- _DIRECTIVE_
Rewrite the rows below, replacing "Reviewer note" with "Annotator note" wherever it occurs and changing nothing else. Leave the pictures out of your version.

■ ■ ■ ■

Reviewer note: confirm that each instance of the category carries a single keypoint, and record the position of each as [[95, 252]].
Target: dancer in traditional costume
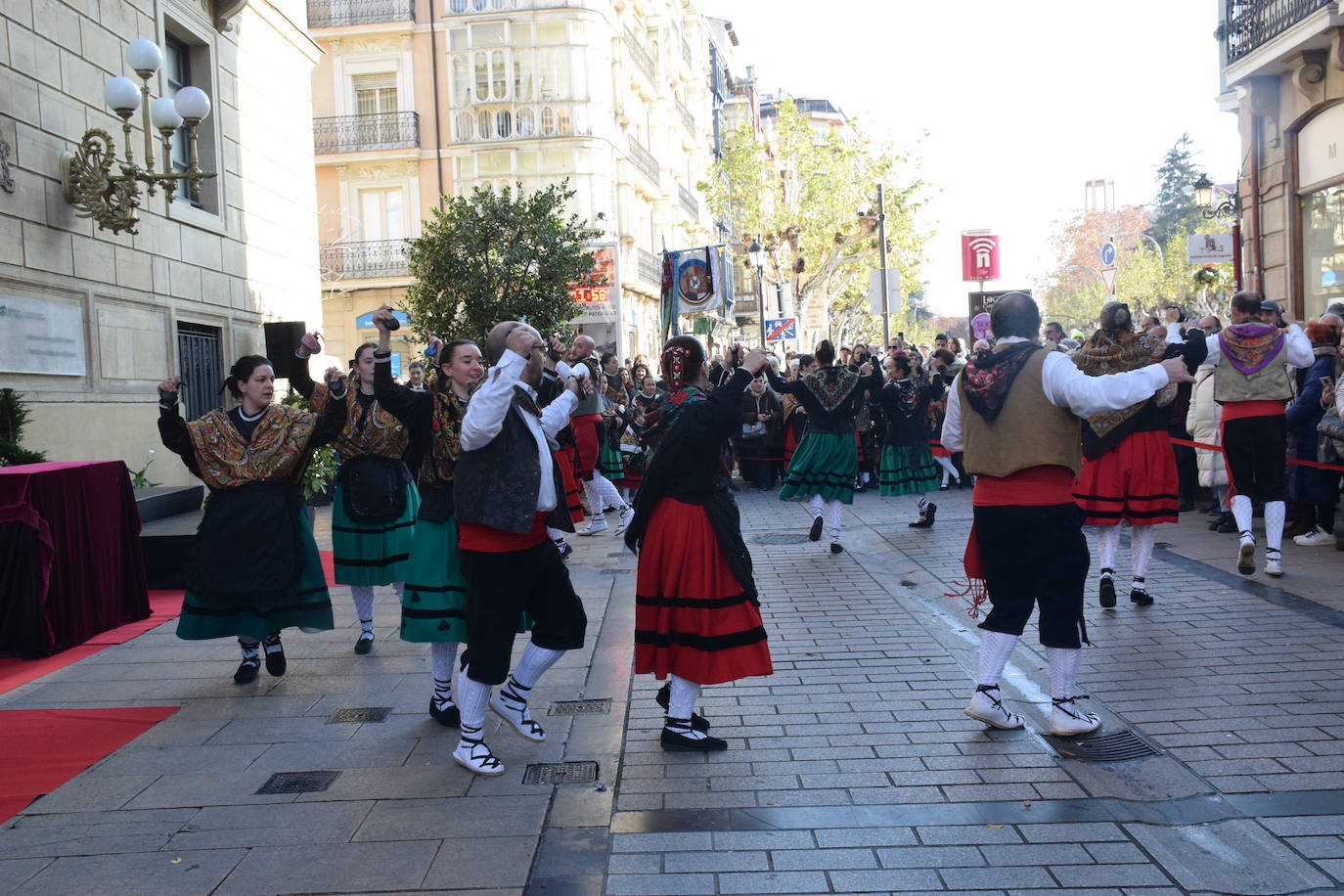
[[434, 598], [1251, 383], [506, 492], [908, 468], [1013, 411], [696, 615], [255, 567], [376, 503], [827, 461]]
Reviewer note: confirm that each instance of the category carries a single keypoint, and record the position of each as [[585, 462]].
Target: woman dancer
[[696, 615], [376, 503], [434, 600], [908, 468], [827, 460], [255, 567]]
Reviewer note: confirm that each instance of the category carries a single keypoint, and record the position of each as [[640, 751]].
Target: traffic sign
[[781, 328], [1107, 276]]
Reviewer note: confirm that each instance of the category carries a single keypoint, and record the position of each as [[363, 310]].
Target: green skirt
[[908, 469], [610, 463], [826, 464], [309, 607], [373, 554], [434, 597]]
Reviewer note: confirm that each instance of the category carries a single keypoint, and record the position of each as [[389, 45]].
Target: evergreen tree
[[1174, 209]]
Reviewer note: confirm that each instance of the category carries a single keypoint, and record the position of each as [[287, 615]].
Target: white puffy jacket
[[1202, 422]]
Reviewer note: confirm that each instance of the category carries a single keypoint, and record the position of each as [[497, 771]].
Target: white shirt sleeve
[[1085, 395], [952, 418], [489, 403]]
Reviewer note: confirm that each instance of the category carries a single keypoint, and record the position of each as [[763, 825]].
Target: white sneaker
[[1316, 538], [1067, 720], [596, 524], [987, 705]]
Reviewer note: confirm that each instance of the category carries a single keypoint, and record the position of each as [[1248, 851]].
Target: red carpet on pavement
[[43, 748]]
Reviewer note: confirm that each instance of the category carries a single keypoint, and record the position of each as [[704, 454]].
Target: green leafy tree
[[802, 195], [1174, 209], [498, 254]]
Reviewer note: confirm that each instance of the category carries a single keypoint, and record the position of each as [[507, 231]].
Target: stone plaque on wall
[[42, 336]]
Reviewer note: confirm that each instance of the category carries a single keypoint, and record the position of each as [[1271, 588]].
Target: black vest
[[496, 485]]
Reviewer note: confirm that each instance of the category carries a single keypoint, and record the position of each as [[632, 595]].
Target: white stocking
[[995, 648], [1107, 539], [1275, 512], [1142, 539], [1242, 514]]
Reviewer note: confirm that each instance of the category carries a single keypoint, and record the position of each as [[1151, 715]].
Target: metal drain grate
[[780, 539], [1113, 747], [560, 773], [298, 782], [358, 715], [579, 707]]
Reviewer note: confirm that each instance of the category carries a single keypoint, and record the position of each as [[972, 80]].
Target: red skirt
[[566, 458], [1136, 481], [691, 615]]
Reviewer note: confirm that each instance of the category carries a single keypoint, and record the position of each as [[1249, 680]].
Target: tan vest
[[1028, 431], [1269, 383]]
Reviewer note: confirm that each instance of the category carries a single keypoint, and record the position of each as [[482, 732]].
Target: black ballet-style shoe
[[664, 698], [449, 716], [246, 672]]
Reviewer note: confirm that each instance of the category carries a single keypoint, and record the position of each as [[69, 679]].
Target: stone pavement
[[852, 769]]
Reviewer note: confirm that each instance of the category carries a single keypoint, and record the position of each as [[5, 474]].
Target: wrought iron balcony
[[650, 269], [333, 14], [365, 259], [365, 133], [1253, 23], [646, 161], [640, 55], [689, 201]]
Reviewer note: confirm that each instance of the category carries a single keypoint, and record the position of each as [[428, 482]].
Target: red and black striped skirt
[[691, 615]]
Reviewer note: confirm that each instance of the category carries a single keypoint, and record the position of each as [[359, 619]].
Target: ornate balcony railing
[[481, 124], [687, 118], [365, 259], [331, 14], [640, 55], [689, 202], [646, 161], [650, 269], [1253, 23], [363, 133]]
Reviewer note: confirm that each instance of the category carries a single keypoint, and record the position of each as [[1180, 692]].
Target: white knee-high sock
[[534, 662], [1275, 514], [995, 648], [1142, 540], [363, 596], [1242, 514], [1107, 539], [1063, 672]]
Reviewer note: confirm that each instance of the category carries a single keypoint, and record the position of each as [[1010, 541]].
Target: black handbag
[[374, 488]]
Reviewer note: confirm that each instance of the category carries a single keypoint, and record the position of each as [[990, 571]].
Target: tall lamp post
[[755, 255], [1206, 197]]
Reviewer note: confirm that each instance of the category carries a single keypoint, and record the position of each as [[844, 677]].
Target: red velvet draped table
[[70, 563]]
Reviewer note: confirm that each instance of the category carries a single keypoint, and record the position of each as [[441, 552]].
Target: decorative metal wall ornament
[[6, 175], [86, 173]]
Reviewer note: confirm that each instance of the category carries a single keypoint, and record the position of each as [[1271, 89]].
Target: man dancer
[[1015, 411], [589, 432], [506, 490], [1251, 383]]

■ ■ ■ ■

- _EXERCISE RESPONSE_
Annotator note: confirm that each instance of the category carries a single keypoint, and record the position of each as [[95, 252]].
Target: dancer in traditional costume
[[434, 598], [1251, 383], [506, 492], [908, 468], [1013, 411], [696, 615], [255, 567], [376, 503], [827, 461]]
Annotator note: confirm that each instance of the category carries a single keypoint, and record the position of each as [[585, 462]].
Target: woman dancer
[[696, 615], [376, 503], [434, 600], [908, 468], [827, 460], [255, 567]]
Annotator note: confirm that each instance of the category carries a single keypoint, and record the position of each as [[640, 751]].
Target: traffic sign
[[781, 328], [1107, 276]]
Annotator note: confirm that each instance of the category carries a single keypoint, and record the position of each as [[363, 310]].
Target: green skirt
[[908, 469], [610, 463], [826, 464], [309, 607], [373, 554], [434, 597]]
Annotator note: confirm that each instance of the category carries a single keypoint, and record the position of each as [[389, 45]].
Target: evergreen tree
[[1174, 209]]
Annotator note: confirm that each instance of the category carries a single keypoint, and record the position of each as [[287, 615]].
Target: white puffy jacket
[[1202, 422]]
Annotator note: confirm that each instance of the category carries a single keypoint, and record the position of each as [[497, 771]].
Target: white shirt sleeve
[[1085, 395], [952, 418], [489, 403]]
Annotator note: confirm that each instance of the category carries a single keypoint, and record the position of each as [[763, 825]].
Target: white sneaker
[[1316, 538], [1067, 720], [596, 524], [987, 705]]
Annotator note: confirm that each instance of the category carries a single keypoint, and record the position of each as [[1248, 851]].
Target: red carpet on pavement
[[43, 748]]
Annotator note: confirm that each instance of the category carries a single keypoint, and record the position of each as [[704, 454]].
Target: green leafy tree
[[802, 195], [1174, 209], [498, 254]]
Annotator note: confirm that each instance of the category carries a single keypoint, and record the position of each as [[507, 231]].
Target: stone plaque on wall
[[42, 336]]
Annotator note: confirm that each instance of the category carries a single keypoint, and record the position of each as [[1271, 588]].
Target: black vest
[[496, 485]]
Annotator note: confirm that each instance of the category carries a single keypoint, and record the position of each as [[632, 595]].
Target: white stocking
[[995, 648], [1107, 539], [1275, 512], [1142, 539], [1242, 514]]
Annotator note: confirm that each instance of the category carries a single keypoint, and record the position of each as [[1151, 715]].
Target: metal drain grate
[[780, 539], [1113, 747], [560, 773], [298, 782], [358, 715], [579, 707]]
Annotator note: confirm that each instance of the category carries a single keypoint, and record the position of each as [[972, 80]].
Target: red skirt
[[566, 458], [1136, 481], [691, 615]]
Annotator note: confirm that each instance of the category carries a single keypoint, and record the position of each as [[1249, 680]].
Target: tan vest
[[1028, 431], [1269, 383]]
Annotator note: confirm that each instance of the category carries a single keypoint, and record the position of each as [[482, 732]].
Target: black ballet-style shoe
[[664, 698], [449, 716], [246, 672]]
Annotator note: confirm that each instance of the category carries a single keypoint, and record the position of each as [[69, 679]].
Target: stone pavement
[[852, 769]]
Annotator note: confirm that each instance of the category carries a single keypoint, and record the position of each as [[5, 474]].
Target: wrought iron balcony
[[650, 269], [333, 14], [365, 259], [365, 133], [1253, 23], [646, 161], [640, 55], [689, 201]]
Annotator note: confirm that each instance of the category carries a single keypoint, and record the position of each as [[428, 482]].
Target: red and black striped skirt
[[691, 615]]
Annotator note: confirm that each instance of the category carries a single keypoint, and record the position of each as [[359, 619]].
Target: ornate balcony railing
[[481, 124], [687, 118], [365, 259], [331, 14], [640, 55], [689, 202], [646, 161], [650, 269], [1253, 23], [363, 133]]
Annotator note: confirm that each instance of the category carries a single keypoint, and record the position of each as [[1180, 692]].
Target: white knee-high sock
[[534, 662], [1275, 514], [995, 648], [1142, 540], [363, 596], [1242, 514], [1107, 539], [1063, 672]]
Annotator note: confirm that each instance of the category carries a single keypoint, and record the position of each as [[1010, 541]].
Target: black handbag
[[374, 488]]
Annotator note: confirm that each instance of the category carries a single keypoint, and record the position of each as [[990, 571]].
Target: tall lamp post
[[755, 255], [1206, 197]]
Annotator note: confirm that each instance of the category carries a single keypoint, and record the position of each as [[844, 677]].
Target: red velvet draped table
[[70, 563]]
Annotator note: confirm that each instance of the category carries a single keypoint, and record the position of each as [[441, 552]].
Target: decorative metal wall ornament
[[6, 175], [86, 173]]
Annotator note: confirm that each instance of the category carries a single keypoint, and record the position of each as [[1271, 89]].
Target: man dancer
[[1015, 411], [589, 432], [506, 490], [1251, 383]]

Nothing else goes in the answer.